Object detection data
START

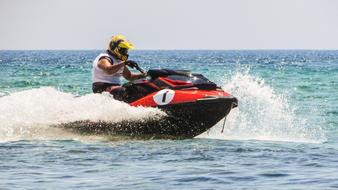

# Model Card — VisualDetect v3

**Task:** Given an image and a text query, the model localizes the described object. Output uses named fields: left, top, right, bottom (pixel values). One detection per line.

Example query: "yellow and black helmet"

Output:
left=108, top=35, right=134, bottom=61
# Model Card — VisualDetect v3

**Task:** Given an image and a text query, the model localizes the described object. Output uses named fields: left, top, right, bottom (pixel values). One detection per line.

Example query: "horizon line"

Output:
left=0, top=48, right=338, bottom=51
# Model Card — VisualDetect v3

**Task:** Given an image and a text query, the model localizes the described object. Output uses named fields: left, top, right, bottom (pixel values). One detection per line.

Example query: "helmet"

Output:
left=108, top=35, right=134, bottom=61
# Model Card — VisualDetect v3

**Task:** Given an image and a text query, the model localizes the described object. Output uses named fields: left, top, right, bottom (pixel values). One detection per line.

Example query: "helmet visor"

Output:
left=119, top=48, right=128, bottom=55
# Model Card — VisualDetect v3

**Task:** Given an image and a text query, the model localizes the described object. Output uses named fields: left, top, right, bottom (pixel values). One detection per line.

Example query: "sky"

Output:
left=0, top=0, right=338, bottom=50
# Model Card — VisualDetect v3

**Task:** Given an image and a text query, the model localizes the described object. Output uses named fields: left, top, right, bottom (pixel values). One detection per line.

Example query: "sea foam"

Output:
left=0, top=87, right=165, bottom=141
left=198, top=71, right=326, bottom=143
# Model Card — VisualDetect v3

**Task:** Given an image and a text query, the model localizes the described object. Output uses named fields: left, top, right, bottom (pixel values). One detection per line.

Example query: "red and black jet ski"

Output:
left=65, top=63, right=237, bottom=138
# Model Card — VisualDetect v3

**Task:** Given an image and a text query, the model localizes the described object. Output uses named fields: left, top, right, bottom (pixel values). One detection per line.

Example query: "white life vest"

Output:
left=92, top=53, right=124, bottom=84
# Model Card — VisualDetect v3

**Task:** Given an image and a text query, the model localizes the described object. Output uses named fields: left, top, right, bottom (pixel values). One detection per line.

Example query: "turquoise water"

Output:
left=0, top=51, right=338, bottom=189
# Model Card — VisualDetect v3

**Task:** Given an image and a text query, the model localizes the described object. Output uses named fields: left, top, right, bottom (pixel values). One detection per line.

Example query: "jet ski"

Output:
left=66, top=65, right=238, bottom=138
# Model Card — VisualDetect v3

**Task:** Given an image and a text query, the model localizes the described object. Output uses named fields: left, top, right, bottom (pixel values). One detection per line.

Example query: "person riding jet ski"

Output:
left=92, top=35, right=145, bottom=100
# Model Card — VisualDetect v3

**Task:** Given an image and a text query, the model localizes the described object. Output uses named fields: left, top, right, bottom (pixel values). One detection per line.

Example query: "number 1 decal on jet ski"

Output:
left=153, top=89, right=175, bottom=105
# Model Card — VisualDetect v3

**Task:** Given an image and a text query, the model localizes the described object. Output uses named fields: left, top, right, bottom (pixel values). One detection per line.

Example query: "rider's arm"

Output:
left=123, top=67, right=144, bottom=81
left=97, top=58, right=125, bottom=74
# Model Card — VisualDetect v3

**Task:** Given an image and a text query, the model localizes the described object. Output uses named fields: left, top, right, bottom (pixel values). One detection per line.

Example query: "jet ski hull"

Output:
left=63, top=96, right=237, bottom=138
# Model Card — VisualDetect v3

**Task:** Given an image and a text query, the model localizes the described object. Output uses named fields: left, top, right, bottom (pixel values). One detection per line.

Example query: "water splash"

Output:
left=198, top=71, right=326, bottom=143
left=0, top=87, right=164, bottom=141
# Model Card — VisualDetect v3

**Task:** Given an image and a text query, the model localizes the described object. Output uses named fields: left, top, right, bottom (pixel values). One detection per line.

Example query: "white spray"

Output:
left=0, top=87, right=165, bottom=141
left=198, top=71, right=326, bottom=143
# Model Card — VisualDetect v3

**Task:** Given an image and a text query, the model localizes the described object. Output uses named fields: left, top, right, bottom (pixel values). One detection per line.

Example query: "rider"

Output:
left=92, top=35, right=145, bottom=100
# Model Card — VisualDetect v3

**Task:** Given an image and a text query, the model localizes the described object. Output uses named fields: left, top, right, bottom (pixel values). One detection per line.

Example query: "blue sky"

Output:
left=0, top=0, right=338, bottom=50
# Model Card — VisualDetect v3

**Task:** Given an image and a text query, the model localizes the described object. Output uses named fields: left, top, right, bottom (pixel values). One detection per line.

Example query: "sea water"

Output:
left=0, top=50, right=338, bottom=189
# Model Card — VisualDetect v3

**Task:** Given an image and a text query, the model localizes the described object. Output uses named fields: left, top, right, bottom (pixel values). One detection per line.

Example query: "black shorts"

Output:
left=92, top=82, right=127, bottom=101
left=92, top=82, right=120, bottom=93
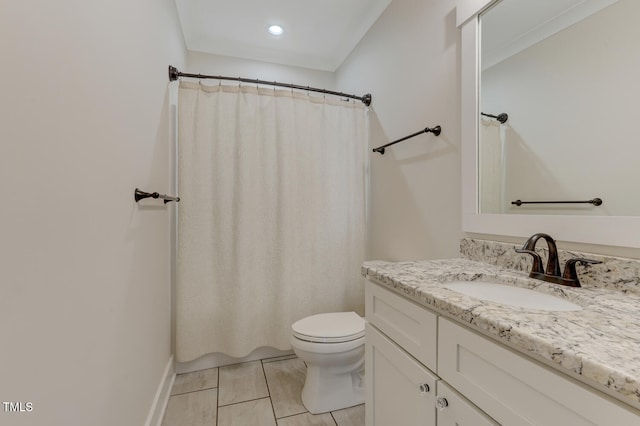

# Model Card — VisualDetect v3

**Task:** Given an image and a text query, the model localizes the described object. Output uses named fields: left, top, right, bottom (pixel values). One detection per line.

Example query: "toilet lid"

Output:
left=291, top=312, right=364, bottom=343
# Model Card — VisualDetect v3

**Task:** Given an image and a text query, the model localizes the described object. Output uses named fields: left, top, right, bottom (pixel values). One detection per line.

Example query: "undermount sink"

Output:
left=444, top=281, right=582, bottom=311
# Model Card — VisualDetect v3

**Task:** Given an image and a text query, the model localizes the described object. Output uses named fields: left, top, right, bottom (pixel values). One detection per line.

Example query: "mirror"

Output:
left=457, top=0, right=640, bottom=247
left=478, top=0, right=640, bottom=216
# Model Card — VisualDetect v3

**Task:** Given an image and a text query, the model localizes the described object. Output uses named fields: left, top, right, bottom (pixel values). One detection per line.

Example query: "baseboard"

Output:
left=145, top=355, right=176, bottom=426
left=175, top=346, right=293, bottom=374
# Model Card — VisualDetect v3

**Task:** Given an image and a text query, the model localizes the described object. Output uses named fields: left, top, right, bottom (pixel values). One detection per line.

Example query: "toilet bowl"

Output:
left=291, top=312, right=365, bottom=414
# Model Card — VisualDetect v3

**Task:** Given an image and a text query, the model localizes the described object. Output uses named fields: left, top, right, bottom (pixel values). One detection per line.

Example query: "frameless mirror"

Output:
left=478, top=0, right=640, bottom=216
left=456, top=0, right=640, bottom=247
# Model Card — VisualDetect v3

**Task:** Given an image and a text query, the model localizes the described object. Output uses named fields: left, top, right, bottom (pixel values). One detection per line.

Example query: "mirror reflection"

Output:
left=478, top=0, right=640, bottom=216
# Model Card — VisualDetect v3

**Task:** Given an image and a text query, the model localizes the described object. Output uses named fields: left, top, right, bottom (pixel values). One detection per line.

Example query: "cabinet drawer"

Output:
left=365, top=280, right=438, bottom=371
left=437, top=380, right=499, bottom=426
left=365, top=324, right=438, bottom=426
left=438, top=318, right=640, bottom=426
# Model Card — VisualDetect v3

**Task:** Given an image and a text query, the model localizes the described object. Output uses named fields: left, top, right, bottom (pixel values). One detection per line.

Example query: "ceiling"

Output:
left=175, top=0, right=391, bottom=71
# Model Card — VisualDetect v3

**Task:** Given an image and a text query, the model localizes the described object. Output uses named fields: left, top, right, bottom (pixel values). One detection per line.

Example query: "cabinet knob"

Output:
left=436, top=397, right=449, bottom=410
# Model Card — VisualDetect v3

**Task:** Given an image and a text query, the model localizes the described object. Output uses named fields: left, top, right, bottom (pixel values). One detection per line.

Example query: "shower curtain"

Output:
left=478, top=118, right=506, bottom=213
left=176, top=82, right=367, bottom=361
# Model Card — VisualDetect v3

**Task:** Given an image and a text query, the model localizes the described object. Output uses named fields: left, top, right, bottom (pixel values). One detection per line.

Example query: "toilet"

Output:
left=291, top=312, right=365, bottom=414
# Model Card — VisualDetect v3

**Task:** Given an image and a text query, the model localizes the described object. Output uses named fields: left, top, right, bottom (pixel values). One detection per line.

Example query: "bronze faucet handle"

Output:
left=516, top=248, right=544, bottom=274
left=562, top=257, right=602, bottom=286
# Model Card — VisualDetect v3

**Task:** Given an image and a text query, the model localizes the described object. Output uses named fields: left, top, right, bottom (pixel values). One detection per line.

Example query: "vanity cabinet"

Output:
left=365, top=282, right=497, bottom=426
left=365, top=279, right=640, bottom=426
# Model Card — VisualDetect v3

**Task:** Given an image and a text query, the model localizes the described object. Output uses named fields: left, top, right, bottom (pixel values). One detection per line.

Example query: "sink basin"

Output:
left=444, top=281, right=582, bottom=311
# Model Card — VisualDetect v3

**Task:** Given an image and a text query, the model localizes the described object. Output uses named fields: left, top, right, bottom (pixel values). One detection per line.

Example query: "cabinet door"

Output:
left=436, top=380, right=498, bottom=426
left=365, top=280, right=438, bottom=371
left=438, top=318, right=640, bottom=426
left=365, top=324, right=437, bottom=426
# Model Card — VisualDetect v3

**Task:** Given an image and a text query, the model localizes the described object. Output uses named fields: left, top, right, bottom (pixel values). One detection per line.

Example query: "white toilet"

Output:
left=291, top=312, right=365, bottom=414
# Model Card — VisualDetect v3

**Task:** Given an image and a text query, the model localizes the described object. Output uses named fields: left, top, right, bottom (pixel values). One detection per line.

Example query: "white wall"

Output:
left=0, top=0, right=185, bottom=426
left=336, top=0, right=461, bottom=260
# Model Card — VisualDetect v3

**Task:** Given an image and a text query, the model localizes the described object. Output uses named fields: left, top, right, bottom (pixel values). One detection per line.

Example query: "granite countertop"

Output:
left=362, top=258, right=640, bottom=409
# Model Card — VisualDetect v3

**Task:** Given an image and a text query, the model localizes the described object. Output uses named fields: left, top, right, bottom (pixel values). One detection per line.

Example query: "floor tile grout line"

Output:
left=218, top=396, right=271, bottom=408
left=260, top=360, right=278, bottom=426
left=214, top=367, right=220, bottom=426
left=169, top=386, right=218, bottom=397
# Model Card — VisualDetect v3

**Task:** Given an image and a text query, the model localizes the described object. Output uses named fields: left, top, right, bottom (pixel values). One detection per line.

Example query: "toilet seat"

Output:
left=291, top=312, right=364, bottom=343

END

### THE TASK
Reproduce the stretch of lines from the start of the lines through the line containing "left=0, top=48, right=338, bottom=51", including that line. Leave out the pictures.

### RESPONSE FOR THIS EXERCISE
# Model Card — VisualDetect v3

**Task:** Given an image and a text query, the model localizes the described object. Output uses named fields: left, top, right, bottom (pixel values). One detection per line.

Example query: "yellow and black helmet"

Output:
left=108, top=35, right=134, bottom=61
# Model Card — VisualDetect v3

**Task:** Given an image and a text query, the model localizes the described object. Output uses named fields: left, top, right, bottom (pixel values). One detection per line.

Example query: "horizon line"

Output:
left=0, top=48, right=338, bottom=51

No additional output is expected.